Reproduce the records below in full and word for word, excluding pictures.

Data records -

______

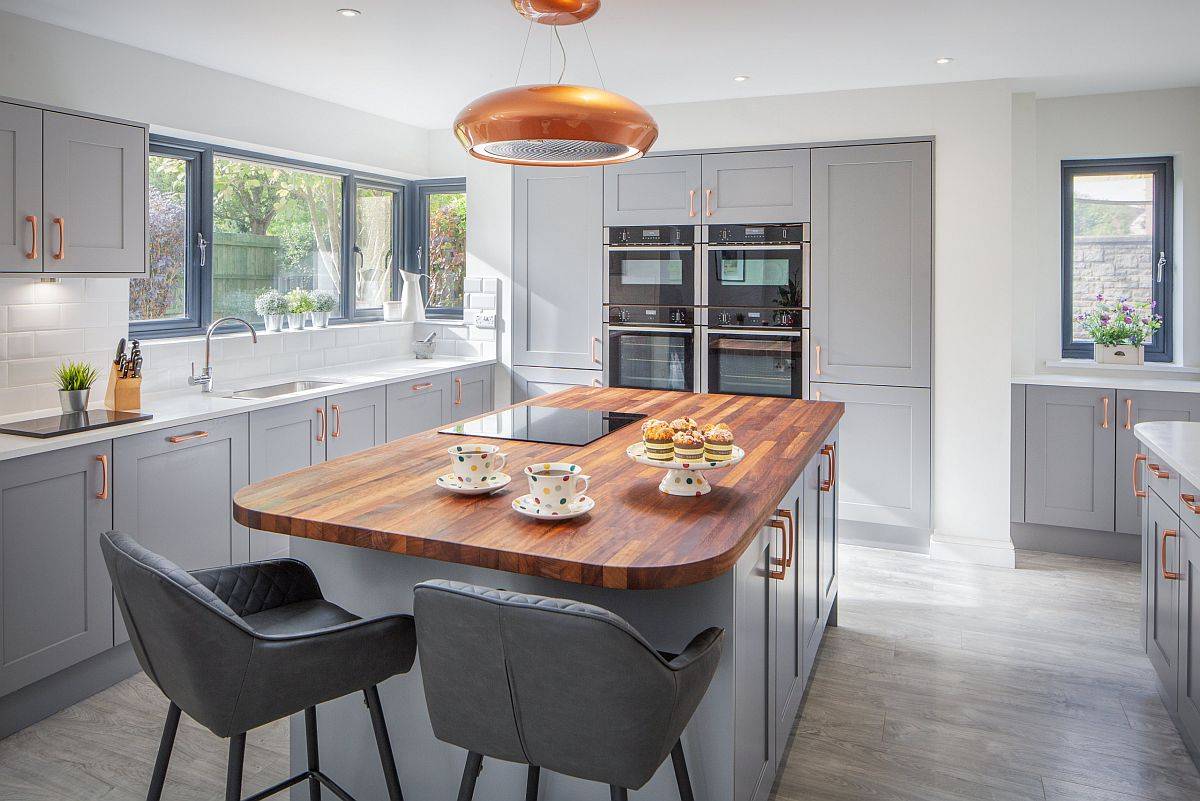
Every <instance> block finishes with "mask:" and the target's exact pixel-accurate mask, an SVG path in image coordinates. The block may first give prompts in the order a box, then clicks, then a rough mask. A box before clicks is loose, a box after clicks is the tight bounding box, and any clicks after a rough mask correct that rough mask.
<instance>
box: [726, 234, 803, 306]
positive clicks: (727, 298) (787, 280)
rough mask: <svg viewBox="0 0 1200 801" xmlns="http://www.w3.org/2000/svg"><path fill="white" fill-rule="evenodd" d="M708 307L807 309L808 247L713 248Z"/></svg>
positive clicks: (737, 247) (745, 247)
mask: <svg viewBox="0 0 1200 801" xmlns="http://www.w3.org/2000/svg"><path fill="white" fill-rule="evenodd" d="M708 305H709V306H760V307H766V308H770V307H779V306H785V307H803V306H806V305H808V299H806V297H804V248H803V247H800V246H796V247H775V248H772V247H757V248H756V247H710V248H709V249H708Z"/></svg>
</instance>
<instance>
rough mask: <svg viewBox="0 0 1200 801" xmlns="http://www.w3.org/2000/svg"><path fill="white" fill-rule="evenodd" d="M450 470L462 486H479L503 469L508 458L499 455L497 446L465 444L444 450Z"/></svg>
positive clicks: (508, 459) (498, 445)
mask: <svg viewBox="0 0 1200 801" xmlns="http://www.w3.org/2000/svg"><path fill="white" fill-rule="evenodd" d="M446 452H448V453H449V454H450V469H451V470H454V475H455V476H457V477H458V481H461V482H462V483H464V484H479V483H481V482H484V481H487V480H488V478H491V477H492V476H494V475H496V474H497V472H499V471H500V470H503V469H504V464H505V463H506V462H508V460H509V458H508V457H506V456H505V454H503V453H500V446H499V445H487V444H486V442H467V444H466V445H455V446H451V447H448V448H446Z"/></svg>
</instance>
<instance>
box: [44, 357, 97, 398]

______

Task response -
Every <instance> block finishes with "mask:" and the target's exact pixel-accurate mask, an SVG path in image coordinates. The block may first give prompts in the order a box, then clicks, then a rough mask. A box before clicks is loose, a box after clicks is the tight bounding box, and any clicks after a rough mask correct that rough mask.
<instance>
box: [726, 234, 803, 306]
positive clicks: (727, 298) (787, 280)
rough mask: <svg viewBox="0 0 1200 801" xmlns="http://www.w3.org/2000/svg"><path fill="white" fill-rule="evenodd" d="M708 307L807 309L808 247L713 248Z"/></svg>
positive clicks: (737, 247) (745, 247)
mask: <svg viewBox="0 0 1200 801" xmlns="http://www.w3.org/2000/svg"><path fill="white" fill-rule="evenodd" d="M708 305H709V306H760V307H766V308H770V307H779V306H785V307H803V306H806V305H808V299H806V297H804V248H803V247H800V246H796V247H775V248H772V247H757V248H756V247H710V248H709V249H708Z"/></svg>
</instance>
<instance>
rough mask: <svg viewBox="0 0 1200 801" xmlns="http://www.w3.org/2000/svg"><path fill="white" fill-rule="evenodd" d="M450 470L462 486H479L503 469L508 458L499 455L497 446L465 444L444 450Z"/></svg>
positive clicks: (508, 459) (498, 445)
mask: <svg viewBox="0 0 1200 801" xmlns="http://www.w3.org/2000/svg"><path fill="white" fill-rule="evenodd" d="M446 452H448V453H449V454H450V469H451V470H454V475H455V476H457V477H458V481H461V482H462V483H464V484H479V483H481V482H484V481H487V480H488V478H491V477H492V476H494V475H496V474H497V472H499V471H500V470H503V469H504V464H505V463H506V462H508V460H509V458H508V457H506V456H505V454H503V453H500V446H499V445H487V444H486V442H467V444H466V445H455V446H451V447H448V448H446Z"/></svg>
</instance>
<instance>
box: [44, 357, 97, 398]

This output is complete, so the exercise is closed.